<<<<

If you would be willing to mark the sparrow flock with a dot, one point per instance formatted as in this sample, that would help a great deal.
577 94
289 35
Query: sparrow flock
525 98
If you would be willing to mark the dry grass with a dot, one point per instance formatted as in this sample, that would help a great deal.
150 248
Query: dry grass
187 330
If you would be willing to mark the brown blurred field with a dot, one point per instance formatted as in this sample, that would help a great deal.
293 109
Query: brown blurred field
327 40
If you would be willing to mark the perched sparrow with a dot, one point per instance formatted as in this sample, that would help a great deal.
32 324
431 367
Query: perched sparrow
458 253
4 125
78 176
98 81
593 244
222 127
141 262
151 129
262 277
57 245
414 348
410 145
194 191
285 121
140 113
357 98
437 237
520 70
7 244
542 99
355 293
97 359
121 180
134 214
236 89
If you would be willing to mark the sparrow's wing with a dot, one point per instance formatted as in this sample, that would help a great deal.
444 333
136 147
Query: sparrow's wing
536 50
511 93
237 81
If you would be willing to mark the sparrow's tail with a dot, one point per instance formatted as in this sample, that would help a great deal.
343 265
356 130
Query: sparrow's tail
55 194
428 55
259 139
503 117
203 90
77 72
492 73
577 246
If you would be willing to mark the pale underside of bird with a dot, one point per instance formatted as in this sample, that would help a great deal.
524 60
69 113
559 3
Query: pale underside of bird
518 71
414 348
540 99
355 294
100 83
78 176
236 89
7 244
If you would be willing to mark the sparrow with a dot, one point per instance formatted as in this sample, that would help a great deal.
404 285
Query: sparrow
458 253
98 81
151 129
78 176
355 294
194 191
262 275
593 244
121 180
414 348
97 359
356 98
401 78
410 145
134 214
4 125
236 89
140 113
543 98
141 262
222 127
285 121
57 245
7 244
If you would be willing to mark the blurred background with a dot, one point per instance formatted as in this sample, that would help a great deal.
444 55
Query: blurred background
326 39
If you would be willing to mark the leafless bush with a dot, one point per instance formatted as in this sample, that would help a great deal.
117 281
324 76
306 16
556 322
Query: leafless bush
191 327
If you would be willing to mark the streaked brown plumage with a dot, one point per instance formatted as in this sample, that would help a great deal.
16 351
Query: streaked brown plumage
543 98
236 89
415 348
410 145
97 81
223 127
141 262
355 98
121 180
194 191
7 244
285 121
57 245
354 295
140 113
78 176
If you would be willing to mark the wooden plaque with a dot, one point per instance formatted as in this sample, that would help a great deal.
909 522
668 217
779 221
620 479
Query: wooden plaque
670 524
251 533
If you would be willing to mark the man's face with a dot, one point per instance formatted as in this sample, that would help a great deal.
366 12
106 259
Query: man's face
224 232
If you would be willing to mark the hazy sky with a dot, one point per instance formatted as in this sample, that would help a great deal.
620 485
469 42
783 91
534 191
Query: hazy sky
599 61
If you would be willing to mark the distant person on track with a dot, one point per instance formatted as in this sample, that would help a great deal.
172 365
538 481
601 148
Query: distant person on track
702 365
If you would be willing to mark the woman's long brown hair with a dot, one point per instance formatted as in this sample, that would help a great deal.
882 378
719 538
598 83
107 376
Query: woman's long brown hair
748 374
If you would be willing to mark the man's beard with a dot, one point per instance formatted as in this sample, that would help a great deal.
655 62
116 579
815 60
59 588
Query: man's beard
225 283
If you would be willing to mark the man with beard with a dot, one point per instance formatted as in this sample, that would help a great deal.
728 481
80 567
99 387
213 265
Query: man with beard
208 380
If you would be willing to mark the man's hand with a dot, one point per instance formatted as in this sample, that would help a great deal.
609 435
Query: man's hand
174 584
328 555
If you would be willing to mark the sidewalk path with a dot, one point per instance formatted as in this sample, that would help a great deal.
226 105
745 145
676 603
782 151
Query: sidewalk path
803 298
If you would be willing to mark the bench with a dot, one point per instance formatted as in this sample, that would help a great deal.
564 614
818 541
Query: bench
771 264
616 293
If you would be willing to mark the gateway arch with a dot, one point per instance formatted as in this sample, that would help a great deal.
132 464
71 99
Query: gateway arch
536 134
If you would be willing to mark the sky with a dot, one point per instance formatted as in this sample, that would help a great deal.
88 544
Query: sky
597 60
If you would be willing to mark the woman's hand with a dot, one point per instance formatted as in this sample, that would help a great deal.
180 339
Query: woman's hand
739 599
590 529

>>>>

#### Instructions to follow:
In full and without alteration, return the listing above.

#### Answer box:
If you would be willing to mark the sparrow flock with a dot, one point per instance formatted as in this sample, that would help a great deal.
577 94
289 35
Query: sparrow flock
525 98
If you would be willing to mark the dry grass with a dot, one point per instance formatted as in this sample, that would help a great deal.
150 248
Query: dry grass
187 330
If you would be willing to mark the brown blurred field with a dot, one point per instance formatted as in this sample, that would help a great deal.
293 109
Query: brown blurred field
327 40
If you would be willing to mark the perched sparrow with a dot, one point per instance formatted as in this sample, that would help a great deal.
32 324
431 367
Query: perched sparrow
458 253
4 125
78 176
98 81
593 244
222 127
141 262
151 129
262 277
57 245
414 348
410 145
194 191
285 121
140 113
357 98
437 237
520 70
7 244
542 99
355 293
97 359
121 180
134 214
236 89
If you would be willing to mark the sparrow's wing with a dot, one point per instance formatted as in this sample, that would help a great deal.
444 333
136 147
Query: sparrow's wing
536 50
511 93
237 81
If you would be willing to mark the sparrow's tail with a dot, one point per instance formatted as in this sample, that would help a great deal.
343 265
356 130
Query: sparrow's tail
55 194
428 55
259 139
503 117
203 90
77 72
492 73
577 246
If you would be willing to mark the pale underside of bird with a dot, one point per instance formatted as in this sample, that would help a great deal.
524 60
69 113
559 3
Query: pale underside of bird
518 71
414 348
540 99
355 294
100 83
78 176
236 89
7 244
If you would be willing to mark the sparrow with a dot, one point per instance formatted as in this sample, that would help a great deal.
404 285
Query: sparrow
458 253
98 81
151 129
78 176
355 294
194 191
262 275
593 244
121 180
414 348
97 359
356 98
401 78
410 145
134 214
4 125
236 89
140 113
543 98
141 262
222 127
285 121
57 245
7 244
If you would be willing to mark the blurred background with a dot, one point per instance formatted as in this sample, that would help a great deal.
444 55
Query: blurred background
326 39
If you would be willing to mark the leafless bush with a dot, one point per instance formatted as in this sample, that would help a great deal.
117 281
324 76
306 16
556 322
Query: leafless bush
191 327
If you would be willing to mark the streaked brown plumage with a dot, one point per instance formatted as in this sample, that would help a great deal.
16 351
Query: streaked brown plumage
543 98
236 89
415 348
410 145
97 81
223 127
141 262
355 98
121 180
194 191
7 244
285 121
57 245
354 295
140 113
78 176
If you would be willing to mark the wooden plaque with a dot, one point per instance formatted as in this sample, that would help a great deal.
909 522
668 217
779 221
620 479
Query: wooden plaque
670 524
251 533
If you would be willing to mark the man's face with a dot, one point per instance formatted as in this sample, that would help a great deal.
366 12
106 259
Query: man's face
224 232
If you would be willing to mark the hazy sky with a dot, one point per instance formatted as in this sample, that would help a great deal.
620 485
469 42
783 91
534 191
Query: hazy sky
599 61
If you would be willing to mark the distant person on track with a dot, one point per instance formatted as in this sample, that would help a great deal.
172 365
538 481
601 148
Query: distant person on track
702 365
If you would be willing to mark the woman's long brown hair with a dot, one point per instance formatted as in this sample, that would help a great deal.
882 378
719 538
598 83
107 376
Query: woman's long brown hair
748 374
If you would be willing to mark the man's beard with a dot, one point per instance formatted as in this sample, that would help a great deal.
655 62
116 579
815 60
59 588
Query: man's beard
225 283
If you would be willing to mark the man with beard with a dot, one point per instance formatted as in this sample, that would help a great deal.
728 481
80 567
99 387
213 265
Query: man with beard
208 380
If you would be willing to mark the man's hand with a dot, one point per instance formatted as in this sample, that would help a great deal.
609 435
Query: man's hand
174 584
328 555
If you would be willing to mark the sidewalk path with a dot, one point per instance formatted as in this sample, that would help a great deal.
226 105
745 145
676 603
782 151
Query: sidewalk path
803 298
If you would be willing to mark the bench with a dot, one point per instance formatted as in this sample, that would help a great deal.
564 614
818 541
Query: bench
771 264
616 293
If you would be willing to mark the gateway arch with a dot, one point per instance formatted as in this sample, that would help a great deal.
132 464
71 99
Query: gateway arch
536 134
If you would be willing to mark the sky with a dot, one point per instance formatted as in this sample, that would help a great deal.
88 544
Query: sky
597 60
If you would be willing to mark the woman's hand with a dot, one point per instance formatted as in this sample, that would help a great deal.
180 339
Query: woman's hand
739 599
590 529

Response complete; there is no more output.